# PROVIDED DATA start

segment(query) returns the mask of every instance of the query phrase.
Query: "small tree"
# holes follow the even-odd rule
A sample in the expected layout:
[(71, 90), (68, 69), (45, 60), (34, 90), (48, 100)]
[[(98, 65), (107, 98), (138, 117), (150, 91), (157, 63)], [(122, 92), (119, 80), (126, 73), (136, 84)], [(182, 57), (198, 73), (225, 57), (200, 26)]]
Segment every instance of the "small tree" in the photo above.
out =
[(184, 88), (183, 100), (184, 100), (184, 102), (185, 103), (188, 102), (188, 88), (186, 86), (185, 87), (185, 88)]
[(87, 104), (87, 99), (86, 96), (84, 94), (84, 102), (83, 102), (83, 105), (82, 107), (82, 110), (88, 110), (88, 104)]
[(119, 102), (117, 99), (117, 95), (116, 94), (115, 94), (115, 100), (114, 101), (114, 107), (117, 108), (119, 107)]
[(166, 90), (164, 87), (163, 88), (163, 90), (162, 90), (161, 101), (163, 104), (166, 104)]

# PROVIDED DATA end
# PROVIDED DATA start

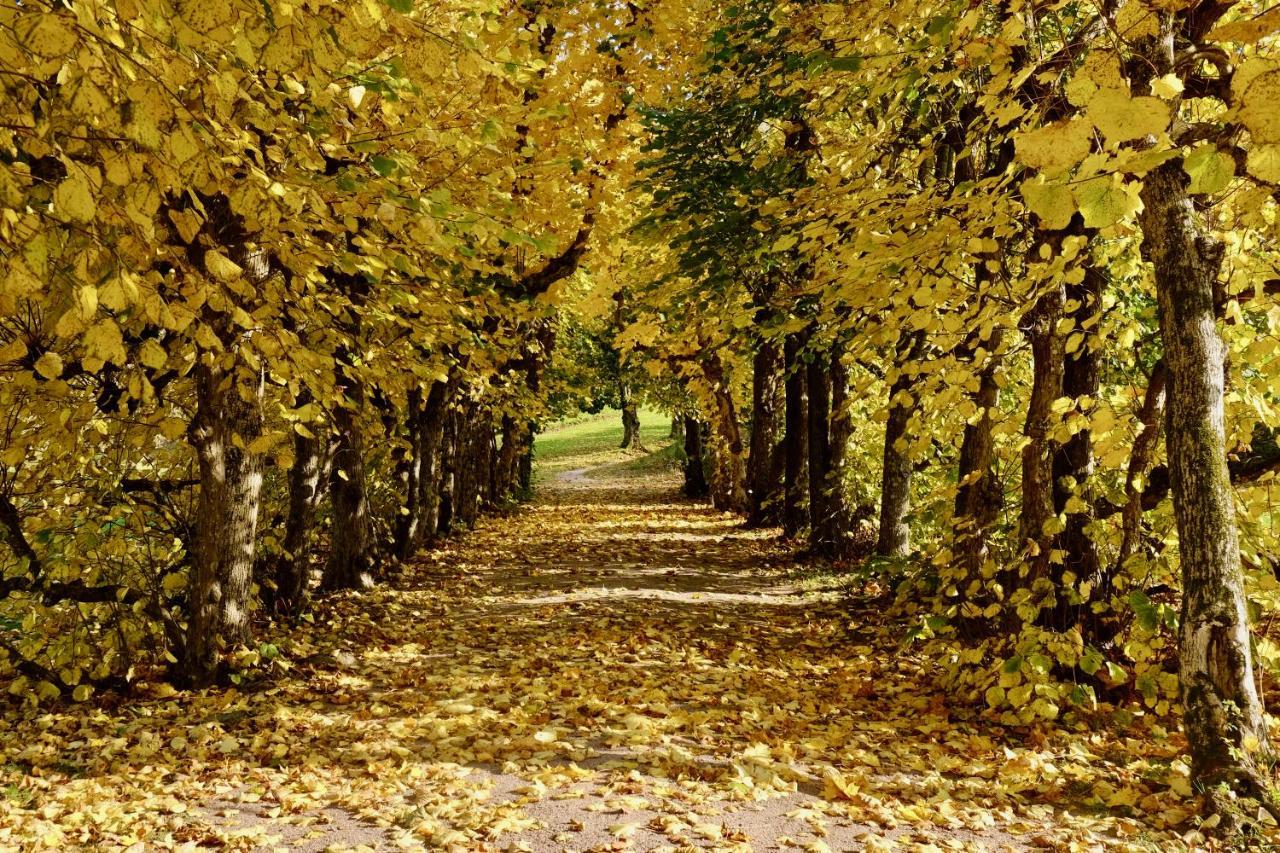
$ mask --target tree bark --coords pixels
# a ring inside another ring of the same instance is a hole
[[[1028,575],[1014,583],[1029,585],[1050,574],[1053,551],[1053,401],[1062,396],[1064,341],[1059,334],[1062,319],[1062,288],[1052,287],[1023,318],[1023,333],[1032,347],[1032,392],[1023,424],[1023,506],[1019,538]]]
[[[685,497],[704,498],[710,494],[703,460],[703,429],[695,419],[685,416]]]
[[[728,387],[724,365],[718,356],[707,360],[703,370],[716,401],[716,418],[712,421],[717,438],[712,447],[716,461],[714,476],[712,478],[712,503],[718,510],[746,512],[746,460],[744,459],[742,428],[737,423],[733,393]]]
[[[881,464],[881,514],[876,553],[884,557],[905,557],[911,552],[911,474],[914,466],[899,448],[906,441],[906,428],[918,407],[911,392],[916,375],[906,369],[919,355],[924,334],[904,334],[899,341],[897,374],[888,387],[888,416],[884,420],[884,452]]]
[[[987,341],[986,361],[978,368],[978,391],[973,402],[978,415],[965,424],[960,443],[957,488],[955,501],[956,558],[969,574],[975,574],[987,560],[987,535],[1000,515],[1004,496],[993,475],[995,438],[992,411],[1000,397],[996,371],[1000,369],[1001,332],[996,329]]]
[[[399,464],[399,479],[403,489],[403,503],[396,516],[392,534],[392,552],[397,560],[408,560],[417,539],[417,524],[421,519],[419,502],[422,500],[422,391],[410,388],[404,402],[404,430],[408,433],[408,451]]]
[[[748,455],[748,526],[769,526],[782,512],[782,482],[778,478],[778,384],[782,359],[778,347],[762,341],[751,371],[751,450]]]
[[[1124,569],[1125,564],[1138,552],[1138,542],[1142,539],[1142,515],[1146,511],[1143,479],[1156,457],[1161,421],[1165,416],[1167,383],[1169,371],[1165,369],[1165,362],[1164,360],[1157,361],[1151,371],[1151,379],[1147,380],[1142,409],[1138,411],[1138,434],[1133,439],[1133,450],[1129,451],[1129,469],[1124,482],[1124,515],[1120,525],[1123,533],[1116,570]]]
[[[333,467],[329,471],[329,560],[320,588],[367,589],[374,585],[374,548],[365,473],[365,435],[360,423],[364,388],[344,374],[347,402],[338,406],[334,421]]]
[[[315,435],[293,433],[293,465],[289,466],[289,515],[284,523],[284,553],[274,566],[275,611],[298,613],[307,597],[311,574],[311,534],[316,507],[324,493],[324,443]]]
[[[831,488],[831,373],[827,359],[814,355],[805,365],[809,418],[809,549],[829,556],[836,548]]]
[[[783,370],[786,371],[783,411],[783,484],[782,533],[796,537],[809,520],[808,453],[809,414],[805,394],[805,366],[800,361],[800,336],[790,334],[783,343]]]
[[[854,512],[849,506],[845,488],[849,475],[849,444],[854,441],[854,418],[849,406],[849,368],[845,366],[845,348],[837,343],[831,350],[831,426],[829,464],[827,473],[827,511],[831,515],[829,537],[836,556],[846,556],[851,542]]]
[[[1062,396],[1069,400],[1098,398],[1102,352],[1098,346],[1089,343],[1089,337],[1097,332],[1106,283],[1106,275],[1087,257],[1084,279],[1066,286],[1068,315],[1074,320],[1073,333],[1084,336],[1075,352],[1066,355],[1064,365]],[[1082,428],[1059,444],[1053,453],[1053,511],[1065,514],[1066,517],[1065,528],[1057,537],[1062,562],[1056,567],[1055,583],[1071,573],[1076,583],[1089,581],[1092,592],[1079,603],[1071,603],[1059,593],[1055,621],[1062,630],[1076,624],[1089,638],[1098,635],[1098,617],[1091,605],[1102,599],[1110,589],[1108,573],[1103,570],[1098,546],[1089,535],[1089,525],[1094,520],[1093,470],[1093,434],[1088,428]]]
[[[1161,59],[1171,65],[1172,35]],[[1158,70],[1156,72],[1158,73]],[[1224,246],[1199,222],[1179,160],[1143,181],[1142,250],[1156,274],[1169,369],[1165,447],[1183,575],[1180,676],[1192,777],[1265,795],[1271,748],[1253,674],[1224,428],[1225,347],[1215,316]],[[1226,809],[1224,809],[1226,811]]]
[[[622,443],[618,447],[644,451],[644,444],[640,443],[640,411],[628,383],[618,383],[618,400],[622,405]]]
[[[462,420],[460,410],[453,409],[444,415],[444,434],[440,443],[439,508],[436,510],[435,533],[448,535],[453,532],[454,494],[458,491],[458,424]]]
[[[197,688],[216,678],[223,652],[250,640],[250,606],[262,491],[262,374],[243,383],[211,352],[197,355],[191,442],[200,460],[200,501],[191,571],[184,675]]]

# PROVIDED DATA end
# PROVIDED DATA start

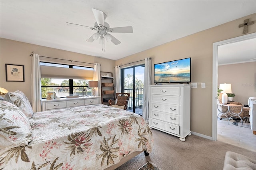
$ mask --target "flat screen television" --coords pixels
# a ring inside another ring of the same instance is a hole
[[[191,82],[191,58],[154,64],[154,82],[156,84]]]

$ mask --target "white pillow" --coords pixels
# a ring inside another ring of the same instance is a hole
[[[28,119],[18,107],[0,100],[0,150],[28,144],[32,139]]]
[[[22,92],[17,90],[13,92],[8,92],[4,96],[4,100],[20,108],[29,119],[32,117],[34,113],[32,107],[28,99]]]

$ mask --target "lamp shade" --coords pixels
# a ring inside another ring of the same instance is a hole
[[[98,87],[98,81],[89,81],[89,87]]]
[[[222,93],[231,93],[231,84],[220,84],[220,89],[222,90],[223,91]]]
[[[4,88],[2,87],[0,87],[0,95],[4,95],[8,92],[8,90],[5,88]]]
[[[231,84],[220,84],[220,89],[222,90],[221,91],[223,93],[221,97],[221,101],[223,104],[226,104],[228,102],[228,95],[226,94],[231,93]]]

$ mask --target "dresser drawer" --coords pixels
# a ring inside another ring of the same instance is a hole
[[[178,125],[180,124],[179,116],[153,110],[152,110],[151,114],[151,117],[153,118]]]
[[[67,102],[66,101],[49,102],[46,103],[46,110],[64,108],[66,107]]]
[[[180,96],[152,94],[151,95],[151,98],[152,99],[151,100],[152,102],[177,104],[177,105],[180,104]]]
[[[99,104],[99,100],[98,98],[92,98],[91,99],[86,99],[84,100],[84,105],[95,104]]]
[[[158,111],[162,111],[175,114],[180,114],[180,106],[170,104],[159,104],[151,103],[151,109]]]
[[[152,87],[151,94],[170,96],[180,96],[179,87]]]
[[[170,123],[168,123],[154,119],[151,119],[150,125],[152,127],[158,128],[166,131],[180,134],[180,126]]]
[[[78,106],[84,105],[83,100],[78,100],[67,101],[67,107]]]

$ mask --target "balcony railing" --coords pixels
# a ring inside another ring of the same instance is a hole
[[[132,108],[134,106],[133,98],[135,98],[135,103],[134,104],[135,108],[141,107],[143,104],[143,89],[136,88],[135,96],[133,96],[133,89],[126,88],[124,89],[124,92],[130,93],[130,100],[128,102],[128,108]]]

# PROVIDED DATA end

STATED GOAL —
Please edit the entries from the line that has "segment(query) returns the" through the line that has "[(71, 90), (68, 69), (45, 60), (34, 90), (48, 100)]" by replacing "sample" with "example" and leaving all else unchanged. Return only those lines.

TASK ANSWER —
segment(query) returns the mask of every instance of the query phrase.
Query: "small tree"
# holes follow the even-odd rule
A example in the expected layout:
[(71, 90), (68, 69), (45, 60), (34, 90), (48, 100)]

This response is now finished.